>>>

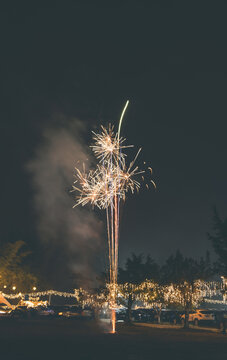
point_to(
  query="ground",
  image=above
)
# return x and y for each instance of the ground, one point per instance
(80, 340)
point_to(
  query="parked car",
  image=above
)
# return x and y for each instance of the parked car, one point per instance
(143, 315)
(45, 311)
(70, 311)
(5, 312)
(200, 315)
(21, 312)
(171, 316)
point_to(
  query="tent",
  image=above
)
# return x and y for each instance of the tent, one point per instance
(4, 301)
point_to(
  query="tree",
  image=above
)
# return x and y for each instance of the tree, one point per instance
(180, 277)
(13, 271)
(132, 280)
(219, 241)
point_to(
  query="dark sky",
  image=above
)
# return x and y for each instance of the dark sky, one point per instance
(84, 60)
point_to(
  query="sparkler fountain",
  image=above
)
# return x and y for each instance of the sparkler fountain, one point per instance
(105, 187)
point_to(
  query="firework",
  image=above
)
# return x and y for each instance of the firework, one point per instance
(106, 186)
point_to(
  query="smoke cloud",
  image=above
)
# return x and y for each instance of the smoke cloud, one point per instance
(72, 238)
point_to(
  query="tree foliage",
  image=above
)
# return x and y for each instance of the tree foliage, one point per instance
(13, 271)
(133, 280)
(219, 241)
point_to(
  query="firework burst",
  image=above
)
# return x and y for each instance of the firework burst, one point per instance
(106, 186)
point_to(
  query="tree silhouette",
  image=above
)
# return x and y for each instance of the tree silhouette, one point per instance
(219, 241)
(183, 273)
(135, 273)
(13, 271)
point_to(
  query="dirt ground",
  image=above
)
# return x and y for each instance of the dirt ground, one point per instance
(80, 340)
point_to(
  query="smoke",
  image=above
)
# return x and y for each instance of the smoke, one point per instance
(72, 237)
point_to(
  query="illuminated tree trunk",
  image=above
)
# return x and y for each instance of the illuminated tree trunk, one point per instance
(129, 310)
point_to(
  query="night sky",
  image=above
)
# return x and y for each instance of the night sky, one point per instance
(83, 60)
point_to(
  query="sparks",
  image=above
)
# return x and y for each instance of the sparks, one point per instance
(105, 187)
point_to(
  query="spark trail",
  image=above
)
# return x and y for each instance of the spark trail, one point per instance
(105, 187)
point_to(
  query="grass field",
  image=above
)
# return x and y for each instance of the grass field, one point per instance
(77, 339)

<<<

- **Instructions to follow**
Should the entries hold any pictures, please omit those and print the remaining text exactly.

- **Expected output**
point_to(
  query="ground",
  image=above
)
# return x and y for each instance of the ground, one point per instance
(80, 340)
point_to(
  query="parked car",
  image=above
)
# return x and y for each instance of the parked car, one point per instance
(143, 315)
(45, 311)
(70, 311)
(5, 312)
(200, 315)
(21, 312)
(171, 316)
point_to(
  query="tent",
  image=above
)
# return x and y for each instance of the tent, one point per instance
(4, 301)
point_to(
  query="tree",
  image=above
)
# return x and y for each instance of the tree, one point per instance
(180, 277)
(13, 271)
(132, 280)
(219, 241)
point_to(
  query="dark sky",
  image=above
)
# return x and y for each instance of the dark sky, one point per instance
(84, 60)
point_to(
  query="sparkler fountain",
  image=above
)
# return x and y for each instance of the sparkler fountain, one point per instance
(105, 187)
point_to(
  query="firework",
  image=above
)
# return x and y for each instance of the firework, one point per instance
(106, 186)
point_to(
  query="smoke cloud",
  image=above
)
# return x and y for each instance of the smoke cloud, one point per instance
(72, 238)
point_to(
  query="tree foliage",
  image=above
)
# return x and y for each instance of the tree foliage, one point per instance
(13, 271)
(133, 280)
(219, 241)
point_to(
  query="firework burst",
  image=above
)
# return x and y for each instance of the firework burst, one point per instance
(106, 186)
point_to(
  query="tree silhouette",
  image=above
)
# return x and y for each instance of the tree silhouette, one point per instance
(219, 241)
(183, 273)
(135, 273)
(13, 271)
point_to(
  query="dirt ground",
  image=above
)
# return x and y for each instance of the dirt ground, one point per instance
(80, 340)
point_to(
  query="smoke",
  image=above
)
# return x and y for each instance of the smoke, one point per instance
(72, 237)
point_to(
  query="illuminated tree trunk",
  image=above
)
# return x and y for each instance of the illuminated tree trunk, one point per instance
(129, 310)
point_to(
  query="night sky",
  image=above
)
# return x and y for each instance of the night sky, one point per instance
(83, 60)
point_to(
  query="sparks",
  image=above
)
# return x and y for each instance of the sparks, one point per instance
(105, 187)
point_to(
  query="spark trail",
  image=above
)
# return x and y for each instance of the spark trail, one point per instance
(105, 187)
point_to(
  query="grass field",
  image=above
)
# return x and y for each instance of the grass field, one point per instance
(77, 339)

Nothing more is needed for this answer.